- **Task**
Which lines in the records below contain the word "green"? Pick out each of them and copy it in full.

*** Record list ***

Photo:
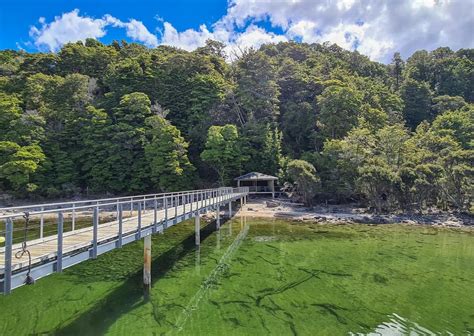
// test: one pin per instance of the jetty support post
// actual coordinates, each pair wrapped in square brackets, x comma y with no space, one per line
[197,228]
[95,229]
[7,278]
[218,215]
[147,266]
[59,253]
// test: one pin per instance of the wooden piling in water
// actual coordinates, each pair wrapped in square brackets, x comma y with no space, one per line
[147,266]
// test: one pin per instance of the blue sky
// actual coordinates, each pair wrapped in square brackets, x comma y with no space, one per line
[16,17]
[376,28]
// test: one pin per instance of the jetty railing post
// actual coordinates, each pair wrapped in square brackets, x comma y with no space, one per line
[59,254]
[155,214]
[197,227]
[120,231]
[95,220]
[176,201]
[116,208]
[147,266]
[73,225]
[218,215]
[42,224]
[7,277]
[183,200]
[139,224]
[166,212]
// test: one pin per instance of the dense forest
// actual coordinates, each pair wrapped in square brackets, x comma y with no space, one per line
[123,118]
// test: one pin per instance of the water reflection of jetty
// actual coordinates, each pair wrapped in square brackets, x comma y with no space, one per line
[213,277]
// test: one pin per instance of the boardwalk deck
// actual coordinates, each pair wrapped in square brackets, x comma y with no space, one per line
[79,245]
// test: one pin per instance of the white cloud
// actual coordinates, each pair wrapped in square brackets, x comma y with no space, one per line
[66,28]
[188,40]
[71,27]
[376,28]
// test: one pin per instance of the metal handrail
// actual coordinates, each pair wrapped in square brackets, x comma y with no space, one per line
[185,201]
[115,201]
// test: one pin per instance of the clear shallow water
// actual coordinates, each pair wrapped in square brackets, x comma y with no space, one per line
[263,277]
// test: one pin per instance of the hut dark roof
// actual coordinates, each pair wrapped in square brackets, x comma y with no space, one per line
[254,176]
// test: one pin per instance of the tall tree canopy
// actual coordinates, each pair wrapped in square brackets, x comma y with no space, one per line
[124,118]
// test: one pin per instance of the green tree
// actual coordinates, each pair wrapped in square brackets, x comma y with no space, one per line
[17,166]
[166,154]
[223,152]
[417,98]
[339,108]
[303,174]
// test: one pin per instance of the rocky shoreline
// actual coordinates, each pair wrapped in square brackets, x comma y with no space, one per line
[349,214]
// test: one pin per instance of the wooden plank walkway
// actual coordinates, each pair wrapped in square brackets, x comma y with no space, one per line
[81,242]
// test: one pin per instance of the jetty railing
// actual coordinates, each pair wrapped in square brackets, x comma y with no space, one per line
[80,230]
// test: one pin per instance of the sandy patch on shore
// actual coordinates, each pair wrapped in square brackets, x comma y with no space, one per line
[267,208]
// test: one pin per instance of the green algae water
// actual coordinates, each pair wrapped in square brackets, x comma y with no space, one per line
[263,277]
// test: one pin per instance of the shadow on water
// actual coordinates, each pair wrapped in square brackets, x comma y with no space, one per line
[129,295]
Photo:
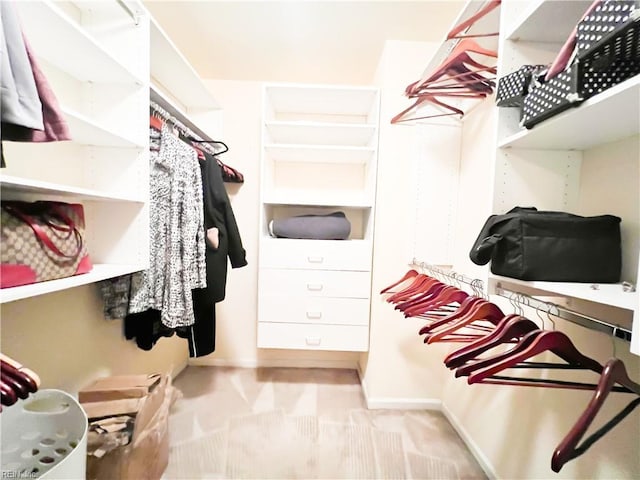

***

- **Task response**
// test: one pin per instance of the green tree
// test: one pin per instance of the green algae water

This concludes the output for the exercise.